EXERCISE REQUIREMENTS: From the Liberation Day passage, extract the text between "In North Korea, it" and "the early 2000s.", inclusive, copying it word for word.

In North Korea, it is typical to schedule weddings on the holiday.

The holiday is often celebrated with a military parade on Kim Il Sung Square on jubilee years (ex: 25th, 40th, 50th, 60th, 70th anniversaries) with the attendance of the Chairman of the State Affairs Commission and Commander-in-Chief of the Armed Forces of North Korea. The first parade was held in 1949 at Pyongyang station. It was held again in 1953, and then conducted every year until 1960, when it took a pause until the early 2000s.

=== 2015 North Korea time zone change ===
On 5 August 2015, the North Korean government decided to change its time zone back to UTC+08:30 effective 15 August 2015, and said the official name would be Pyongyang Time (PYT). The government of North Korea made this decision as a break from imperialism; the time zone change went into effect on the 70th anniversary of the liberation of Korea. North Korea reversed the change in May 2018.

==South Korea==
===Public holiday===

Logo of 80th anniversary of Liberation Day in South Korea (2025)

INPUT DATA:
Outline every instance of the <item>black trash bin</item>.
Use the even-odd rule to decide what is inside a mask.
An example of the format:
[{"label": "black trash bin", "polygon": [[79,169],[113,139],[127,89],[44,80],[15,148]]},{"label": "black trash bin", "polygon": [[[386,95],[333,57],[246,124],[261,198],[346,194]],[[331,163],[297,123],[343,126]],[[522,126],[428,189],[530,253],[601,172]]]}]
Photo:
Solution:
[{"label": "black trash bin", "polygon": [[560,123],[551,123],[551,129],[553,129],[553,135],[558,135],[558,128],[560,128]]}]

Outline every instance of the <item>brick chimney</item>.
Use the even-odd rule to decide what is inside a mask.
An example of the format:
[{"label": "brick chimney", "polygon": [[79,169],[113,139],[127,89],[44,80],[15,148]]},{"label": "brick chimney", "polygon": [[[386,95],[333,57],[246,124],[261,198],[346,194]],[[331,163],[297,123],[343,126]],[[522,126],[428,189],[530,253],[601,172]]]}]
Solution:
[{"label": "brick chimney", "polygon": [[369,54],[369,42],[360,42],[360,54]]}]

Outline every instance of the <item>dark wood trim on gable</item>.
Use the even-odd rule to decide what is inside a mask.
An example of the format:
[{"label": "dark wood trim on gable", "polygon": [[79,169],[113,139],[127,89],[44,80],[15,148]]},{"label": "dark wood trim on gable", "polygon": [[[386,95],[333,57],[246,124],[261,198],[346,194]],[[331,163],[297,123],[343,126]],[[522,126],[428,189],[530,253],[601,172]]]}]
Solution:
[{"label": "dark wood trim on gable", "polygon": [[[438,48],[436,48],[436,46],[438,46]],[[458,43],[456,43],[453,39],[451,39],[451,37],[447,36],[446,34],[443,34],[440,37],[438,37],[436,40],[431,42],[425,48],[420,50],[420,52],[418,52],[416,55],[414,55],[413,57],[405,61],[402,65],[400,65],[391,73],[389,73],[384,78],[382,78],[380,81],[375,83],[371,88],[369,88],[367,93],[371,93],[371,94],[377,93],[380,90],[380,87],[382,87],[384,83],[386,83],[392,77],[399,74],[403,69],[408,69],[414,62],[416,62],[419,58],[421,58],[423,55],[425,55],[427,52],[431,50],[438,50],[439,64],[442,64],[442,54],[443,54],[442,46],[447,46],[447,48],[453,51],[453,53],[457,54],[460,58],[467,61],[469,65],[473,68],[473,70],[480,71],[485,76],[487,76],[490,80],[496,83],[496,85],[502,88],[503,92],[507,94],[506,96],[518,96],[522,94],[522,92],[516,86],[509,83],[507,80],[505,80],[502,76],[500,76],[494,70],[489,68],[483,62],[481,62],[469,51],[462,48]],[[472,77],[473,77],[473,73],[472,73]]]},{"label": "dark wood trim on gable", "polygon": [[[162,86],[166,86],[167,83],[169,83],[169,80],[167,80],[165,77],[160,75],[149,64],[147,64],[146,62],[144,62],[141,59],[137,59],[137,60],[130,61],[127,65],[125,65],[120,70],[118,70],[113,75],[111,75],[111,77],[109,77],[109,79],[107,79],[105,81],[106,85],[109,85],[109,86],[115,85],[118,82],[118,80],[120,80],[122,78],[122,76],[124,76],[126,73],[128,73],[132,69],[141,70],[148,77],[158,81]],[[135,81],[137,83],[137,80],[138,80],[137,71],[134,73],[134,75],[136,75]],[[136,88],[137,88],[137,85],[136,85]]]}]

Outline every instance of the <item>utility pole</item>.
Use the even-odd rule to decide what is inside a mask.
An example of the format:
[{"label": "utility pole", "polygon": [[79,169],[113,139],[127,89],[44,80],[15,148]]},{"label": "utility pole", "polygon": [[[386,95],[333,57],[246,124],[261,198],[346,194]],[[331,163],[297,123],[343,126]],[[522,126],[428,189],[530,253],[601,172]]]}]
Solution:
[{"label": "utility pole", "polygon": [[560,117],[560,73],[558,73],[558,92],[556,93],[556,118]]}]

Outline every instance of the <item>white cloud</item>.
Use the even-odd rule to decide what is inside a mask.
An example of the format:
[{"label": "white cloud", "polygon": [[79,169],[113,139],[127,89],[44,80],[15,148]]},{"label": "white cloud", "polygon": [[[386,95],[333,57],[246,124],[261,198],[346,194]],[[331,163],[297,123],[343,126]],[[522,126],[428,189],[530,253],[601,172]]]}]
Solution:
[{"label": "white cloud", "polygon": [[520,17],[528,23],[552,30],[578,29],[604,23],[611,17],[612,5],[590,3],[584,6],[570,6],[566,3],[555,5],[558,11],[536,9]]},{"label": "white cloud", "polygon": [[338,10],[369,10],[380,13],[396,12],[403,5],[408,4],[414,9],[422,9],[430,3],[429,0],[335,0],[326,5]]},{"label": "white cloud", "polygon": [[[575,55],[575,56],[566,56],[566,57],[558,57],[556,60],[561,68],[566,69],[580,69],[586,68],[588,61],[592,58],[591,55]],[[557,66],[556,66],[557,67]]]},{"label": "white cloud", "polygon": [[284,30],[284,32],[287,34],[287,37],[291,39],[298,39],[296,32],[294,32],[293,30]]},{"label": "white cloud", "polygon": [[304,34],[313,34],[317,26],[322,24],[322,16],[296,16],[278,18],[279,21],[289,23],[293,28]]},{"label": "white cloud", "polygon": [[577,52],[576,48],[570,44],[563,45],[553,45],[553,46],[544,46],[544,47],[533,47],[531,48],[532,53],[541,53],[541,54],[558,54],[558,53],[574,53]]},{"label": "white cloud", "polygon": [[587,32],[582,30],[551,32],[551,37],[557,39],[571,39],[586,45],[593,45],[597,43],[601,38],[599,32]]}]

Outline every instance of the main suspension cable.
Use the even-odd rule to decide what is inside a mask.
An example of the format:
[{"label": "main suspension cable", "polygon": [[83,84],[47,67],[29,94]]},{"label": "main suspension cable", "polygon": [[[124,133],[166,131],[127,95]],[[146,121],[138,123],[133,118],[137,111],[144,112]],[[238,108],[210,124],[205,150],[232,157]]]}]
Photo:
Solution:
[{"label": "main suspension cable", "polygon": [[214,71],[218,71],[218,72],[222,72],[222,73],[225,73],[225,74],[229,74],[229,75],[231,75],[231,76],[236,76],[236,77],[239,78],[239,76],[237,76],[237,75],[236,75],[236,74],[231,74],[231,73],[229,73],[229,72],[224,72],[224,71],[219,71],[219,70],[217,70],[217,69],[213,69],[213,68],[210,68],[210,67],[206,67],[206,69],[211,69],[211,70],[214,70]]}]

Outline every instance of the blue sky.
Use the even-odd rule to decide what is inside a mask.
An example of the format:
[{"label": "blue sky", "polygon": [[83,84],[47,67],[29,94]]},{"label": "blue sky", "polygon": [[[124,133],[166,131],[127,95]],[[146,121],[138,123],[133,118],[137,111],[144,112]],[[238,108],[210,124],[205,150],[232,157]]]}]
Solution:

RESPONSE TO THE EXERCISE:
In North Korea, it is typical to schedule weddings on the holiday.

The holiday is often celebrated with a military parade on Kim Il Sung Square on jubilee years (ex: 25th, 40th, 50th, 60th, 70th anniversaries) with the attendance of the Chairman of the State Affairs Commission and Commander-in-Chief of the Armed Forces of North Korea. The first parade was held in 1949 at Pyongyang station. It was held again in 1953, and then conducted every year until 1960, when it took a pause until the early 2000s.